- [Exercise goal]: Copy out the lines below word for word, leaving out the pictures.

|---|

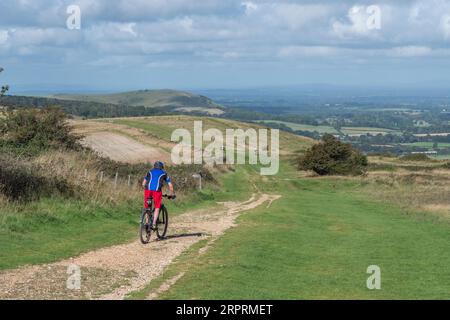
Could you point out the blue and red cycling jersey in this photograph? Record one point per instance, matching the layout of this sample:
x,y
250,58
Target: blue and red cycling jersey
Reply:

|---|

- [Finished answer]:
Could you point out the blue and red cycling jersey in this photograph? Record one point per instance, matching the layout of this sample:
x,y
250,58
Target: blue and red cycling jersey
Reply:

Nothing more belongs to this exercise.